*** INPUT RECORDS
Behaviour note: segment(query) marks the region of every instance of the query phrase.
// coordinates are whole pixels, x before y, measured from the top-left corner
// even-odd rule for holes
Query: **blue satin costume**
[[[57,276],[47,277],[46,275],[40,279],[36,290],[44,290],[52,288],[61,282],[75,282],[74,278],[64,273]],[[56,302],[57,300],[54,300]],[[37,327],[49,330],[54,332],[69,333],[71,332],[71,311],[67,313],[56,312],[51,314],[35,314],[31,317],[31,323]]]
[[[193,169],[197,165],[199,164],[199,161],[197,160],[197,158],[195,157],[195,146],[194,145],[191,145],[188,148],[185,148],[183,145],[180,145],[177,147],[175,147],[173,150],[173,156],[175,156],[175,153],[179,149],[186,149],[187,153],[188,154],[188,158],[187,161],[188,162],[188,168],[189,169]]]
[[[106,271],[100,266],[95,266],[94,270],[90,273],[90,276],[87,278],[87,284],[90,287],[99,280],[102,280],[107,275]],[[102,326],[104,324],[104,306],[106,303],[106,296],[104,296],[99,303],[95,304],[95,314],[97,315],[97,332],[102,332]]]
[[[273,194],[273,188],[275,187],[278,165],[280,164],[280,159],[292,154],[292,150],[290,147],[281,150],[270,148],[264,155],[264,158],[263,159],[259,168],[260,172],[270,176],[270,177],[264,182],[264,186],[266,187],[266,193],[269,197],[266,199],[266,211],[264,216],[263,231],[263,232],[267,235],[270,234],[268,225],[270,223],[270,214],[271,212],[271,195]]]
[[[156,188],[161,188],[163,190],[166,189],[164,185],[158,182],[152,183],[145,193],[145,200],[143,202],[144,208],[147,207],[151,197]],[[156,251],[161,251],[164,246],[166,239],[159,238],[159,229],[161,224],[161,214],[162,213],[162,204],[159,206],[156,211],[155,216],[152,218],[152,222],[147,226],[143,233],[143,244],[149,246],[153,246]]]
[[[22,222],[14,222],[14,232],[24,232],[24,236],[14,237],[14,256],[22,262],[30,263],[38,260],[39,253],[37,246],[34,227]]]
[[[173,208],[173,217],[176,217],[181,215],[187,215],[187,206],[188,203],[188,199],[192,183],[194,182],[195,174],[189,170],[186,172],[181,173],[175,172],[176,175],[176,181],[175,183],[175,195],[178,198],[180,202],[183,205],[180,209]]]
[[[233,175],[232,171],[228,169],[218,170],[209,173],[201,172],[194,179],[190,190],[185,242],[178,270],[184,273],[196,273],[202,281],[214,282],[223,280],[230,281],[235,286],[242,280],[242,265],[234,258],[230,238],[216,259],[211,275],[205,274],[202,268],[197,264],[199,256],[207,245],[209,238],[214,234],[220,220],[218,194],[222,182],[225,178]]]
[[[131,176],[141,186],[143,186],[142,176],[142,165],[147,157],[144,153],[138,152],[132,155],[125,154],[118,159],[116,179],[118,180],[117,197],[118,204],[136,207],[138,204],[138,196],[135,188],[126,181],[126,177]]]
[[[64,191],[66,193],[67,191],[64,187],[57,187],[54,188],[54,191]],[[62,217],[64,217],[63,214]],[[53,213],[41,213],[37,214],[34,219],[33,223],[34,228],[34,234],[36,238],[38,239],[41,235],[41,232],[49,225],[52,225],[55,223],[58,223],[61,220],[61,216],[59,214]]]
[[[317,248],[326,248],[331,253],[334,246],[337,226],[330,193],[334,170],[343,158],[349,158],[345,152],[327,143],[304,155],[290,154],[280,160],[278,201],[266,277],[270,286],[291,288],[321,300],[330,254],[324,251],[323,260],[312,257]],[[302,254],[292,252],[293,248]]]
******
Each line of the listing should be echoed back exactly.

■ RESPONSE FOR THIS EXERCISE
Behaviour note: segment(query) marks the region of every instance of the query phrase.
// coordinates are whole pixels, x before y, measured from the top-left corner
// even-odd rule for holes
Query: **blue satin costume**
[[[57,276],[47,277],[46,275],[40,279],[36,290],[44,290],[52,288],[61,282],[75,282],[74,278],[64,273]],[[56,302],[57,300],[54,300]],[[37,327],[49,330],[54,332],[69,333],[71,332],[71,311],[67,313],[56,312],[51,314],[35,314],[31,317],[31,323]]]
[[[193,169],[197,165],[199,164],[199,161],[197,160],[197,158],[195,157],[195,146],[194,145],[191,145],[188,148],[185,148],[183,145],[180,145],[177,147],[175,147],[173,150],[173,156],[175,156],[175,153],[179,149],[186,149],[187,153],[188,154],[188,158],[187,161],[188,162],[188,168],[189,169]]]
[[[106,271],[100,266],[95,266],[94,270],[90,273],[90,276],[87,278],[87,284],[90,287],[99,280],[102,280],[107,275]],[[102,326],[104,324],[104,306],[106,303],[106,296],[104,296],[99,303],[95,304],[95,314],[97,315],[97,332],[102,332]]]
[[[273,194],[273,188],[275,187],[278,165],[280,164],[280,159],[292,154],[292,150],[290,147],[281,150],[270,148],[264,155],[264,158],[263,159],[259,168],[260,172],[270,176],[270,177],[264,182],[264,186],[266,187],[266,193],[269,197],[266,199],[266,211],[264,216],[263,231],[263,232],[267,235],[270,234],[268,225],[270,223],[270,214],[271,212],[271,195]]]
[[[156,188],[161,188],[163,190],[166,189],[164,185],[158,182],[152,183],[145,193],[145,200],[143,202],[144,208],[147,207],[151,197]],[[156,251],[161,251],[164,246],[166,239],[159,238],[159,229],[161,224],[161,214],[162,213],[162,204],[159,206],[156,211],[155,216],[152,218],[152,222],[147,226],[143,233],[143,244],[149,246],[153,246]]]
[[[22,222],[14,222],[14,232],[24,232],[24,236],[14,237],[14,256],[22,262],[30,263],[38,260],[39,253],[37,246],[34,227]]]
[[[173,208],[173,217],[176,217],[181,215],[187,215],[187,206],[188,203],[188,199],[192,183],[194,182],[195,174],[189,170],[186,172],[181,173],[175,172],[176,175],[176,181],[175,183],[175,195],[178,198],[180,202],[183,205],[180,209]]]
[[[233,175],[232,171],[228,169],[218,170],[209,173],[201,172],[194,179],[190,190],[185,242],[178,270],[184,273],[196,273],[202,281],[214,282],[223,280],[230,281],[235,286],[242,280],[242,265],[234,258],[230,238],[216,259],[211,275],[205,274],[202,268],[197,264],[199,256],[207,245],[209,238],[214,234],[220,220],[218,194],[222,182],[225,178]]]
[[[131,176],[141,186],[143,186],[142,176],[142,165],[147,157],[144,153],[138,152],[132,155],[125,154],[118,159],[116,179],[118,180],[117,197],[118,204],[136,207],[138,204],[138,196],[135,188],[126,181],[126,177]]]
[[[64,191],[66,193],[67,191],[64,187],[57,187],[54,188],[54,191]],[[62,217],[64,217],[63,214]],[[53,213],[41,213],[37,214],[34,219],[33,223],[34,228],[34,234],[36,238],[38,239],[41,235],[41,232],[49,225],[52,225],[55,223],[58,223],[61,220],[61,216],[59,214]]]
[[[317,248],[326,248],[331,253],[334,246],[337,226],[330,193],[334,170],[343,158],[349,158],[345,152],[327,143],[304,155],[290,154],[280,160],[278,201],[266,277],[270,286],[291,288],[321,300],[330,254],[324,251],[323,260],[312,257]],[[302,254],[292,252],[293,248]]]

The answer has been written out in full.